** Records to process **
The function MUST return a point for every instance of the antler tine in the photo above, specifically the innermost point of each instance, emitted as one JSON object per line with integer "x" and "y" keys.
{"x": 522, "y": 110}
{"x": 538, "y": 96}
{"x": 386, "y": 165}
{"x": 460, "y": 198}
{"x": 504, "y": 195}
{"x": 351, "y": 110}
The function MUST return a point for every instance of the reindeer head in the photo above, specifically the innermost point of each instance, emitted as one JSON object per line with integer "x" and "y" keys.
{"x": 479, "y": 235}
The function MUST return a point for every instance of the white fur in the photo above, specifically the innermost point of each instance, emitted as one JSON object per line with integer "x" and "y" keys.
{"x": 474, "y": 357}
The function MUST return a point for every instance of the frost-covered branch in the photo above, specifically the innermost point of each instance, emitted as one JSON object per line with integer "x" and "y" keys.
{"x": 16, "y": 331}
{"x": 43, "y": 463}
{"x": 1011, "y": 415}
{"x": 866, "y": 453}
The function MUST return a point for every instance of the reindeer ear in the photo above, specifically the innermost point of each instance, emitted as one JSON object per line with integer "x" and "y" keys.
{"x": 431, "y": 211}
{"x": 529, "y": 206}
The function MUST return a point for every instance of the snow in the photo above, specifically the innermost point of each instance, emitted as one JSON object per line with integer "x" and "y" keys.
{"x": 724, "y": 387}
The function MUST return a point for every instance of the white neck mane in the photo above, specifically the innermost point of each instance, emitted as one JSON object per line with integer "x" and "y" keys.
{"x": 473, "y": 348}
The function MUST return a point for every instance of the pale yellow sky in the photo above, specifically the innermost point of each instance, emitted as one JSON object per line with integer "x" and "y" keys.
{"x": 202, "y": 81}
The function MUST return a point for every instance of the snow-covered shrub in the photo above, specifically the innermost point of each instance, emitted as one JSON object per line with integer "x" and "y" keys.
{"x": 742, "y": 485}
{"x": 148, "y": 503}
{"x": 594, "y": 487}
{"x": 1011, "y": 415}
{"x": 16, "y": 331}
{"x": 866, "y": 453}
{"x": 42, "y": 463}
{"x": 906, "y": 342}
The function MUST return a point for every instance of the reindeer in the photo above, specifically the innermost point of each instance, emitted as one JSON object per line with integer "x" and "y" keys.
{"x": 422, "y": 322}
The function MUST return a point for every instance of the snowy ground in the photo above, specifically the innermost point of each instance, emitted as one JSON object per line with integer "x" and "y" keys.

** Exercise aim **
Please reproduce the listing exactly, keeping every line as it is.

** Solution **
The function MUST return a point for every instance of the antler tine in the photo above, specifically the innermost point of each instance, emitted as one JSON object per line with integer "x" and "y" keys.
{"x": 522, "y": 110}
{"x": 538, "y": 96}
{"x": 386, "y": 165}
{"x": 460, "y": 198}
{"x": 504, "y": 195}
{"x": 351, "y": 110}
The function MUST return a point for every instance of the reindeer head in the photo above, specifically the innermost point of each instance, emitted as one JSON object per line with integer "x" and "y" keys.
{"x": 479, "y": 235}
The function MUST return a point for every instance of the white fur in the photo above, specifically the innermost point of each instance, emitted as one JSON object per line with integer "x" and "y" keys.
{"x": 474, "y": 357}
The function MUST return a point for every instance of the frost-covered branch in the photo above, specifically the innermost point of each instance, emitted as one JSON object per line with integer "x" and "y" keys.
{"x": 16, "y": 331}
{"x": 43, "y": 463}
{"x": 1011, "y": 415}
{"x": 866, "y": 453}
The function MUST return a point for every instance of the reindeer ear in the photo above, specifically the innermost point of each instance, emitted as one JSON object per line with integer "x" and "y" keys.
{"x": 431, "y": 211}
{"x": 529, "y": 206}
The function MUST return a point for every instance of the snow in the photo above, specifically the innermost point of each instance, emitted as one JSON object per line with integer "x" and "y" keys.
{"x": 724, "y": 387}
The function MUST return a point for every instance of the white neck mane in the photo above, specifically the innermost point of each instance, emitted as one JSON object per line with integer "x" and "y" keys.
{"x": 473, "y": 348}
The function MUST return a point for every instance of the pale yellow sky in the photo above, specifically the innermost point of each instance, emitted as one JSON object per line with integer "x" and "y" keys.
{"x": 202, "y": 81}
The function MUST return a point for every instance of the snow-covered shrub in the photo above, specifically the innermost point of each instance, emitted as one JSON object per line with integer "x" and "y" keys.
{"x": 742, "y": 485}
{"x": 148, "y": 503}
{"x": 594, "y": 487}
{"x": 1011, "y": 415}
{"x": 16, "y": 331}
{"x": 866, "y": 453}
{"x": 42, "y": 463}
{"x": 906, "y": 342}
The function MUST return a point for every instance of the reindeer in the photo above, specifically the innermost point of each instance, emitted as one JSON object per line with integer "x" and "y" keys.
{"x": 422, "y": 322}
The function MUST return a point for every instance of the snowy ground in the photo above, specifically the innermost point of each instance, emitted as one JSON object per line with integer "x" and "y" keys.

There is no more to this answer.